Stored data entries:
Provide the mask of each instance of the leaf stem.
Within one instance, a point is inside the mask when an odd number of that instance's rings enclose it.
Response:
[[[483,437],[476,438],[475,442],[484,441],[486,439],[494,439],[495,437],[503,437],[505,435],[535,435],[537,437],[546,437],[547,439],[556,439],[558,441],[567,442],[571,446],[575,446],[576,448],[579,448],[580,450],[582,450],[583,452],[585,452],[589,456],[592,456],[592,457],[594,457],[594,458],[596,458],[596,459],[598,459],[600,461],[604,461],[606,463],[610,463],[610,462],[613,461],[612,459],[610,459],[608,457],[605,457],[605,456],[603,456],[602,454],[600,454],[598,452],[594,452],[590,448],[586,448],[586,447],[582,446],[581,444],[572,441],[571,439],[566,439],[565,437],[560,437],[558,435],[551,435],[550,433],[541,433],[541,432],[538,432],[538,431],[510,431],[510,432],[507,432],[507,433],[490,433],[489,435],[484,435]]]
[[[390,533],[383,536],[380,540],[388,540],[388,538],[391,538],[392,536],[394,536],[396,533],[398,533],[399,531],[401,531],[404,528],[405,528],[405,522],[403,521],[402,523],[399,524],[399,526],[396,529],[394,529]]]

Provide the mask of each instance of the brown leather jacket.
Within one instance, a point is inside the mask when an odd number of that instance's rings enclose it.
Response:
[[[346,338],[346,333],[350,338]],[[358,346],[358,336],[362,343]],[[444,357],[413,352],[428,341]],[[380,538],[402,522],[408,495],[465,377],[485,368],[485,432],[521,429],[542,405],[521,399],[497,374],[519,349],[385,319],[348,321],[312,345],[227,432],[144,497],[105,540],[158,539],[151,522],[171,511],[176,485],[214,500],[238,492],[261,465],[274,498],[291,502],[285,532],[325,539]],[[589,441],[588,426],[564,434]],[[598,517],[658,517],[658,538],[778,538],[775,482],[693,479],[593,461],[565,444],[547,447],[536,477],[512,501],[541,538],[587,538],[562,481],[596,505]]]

* **THE PROBLEM**: Among the entries above, which lines include "instance"? List them all.

* **PROBLEM SOLUTION**:
Provide the mask of each instance of the leaf stem.
Within one instance, a point is inside the mask when an odd number of that instance's rings enclose it.
Provide the mask of each instance of the brown leather jacket.
Within one instance, a point is inside the mask when an odd number of that instance's rings enclose it.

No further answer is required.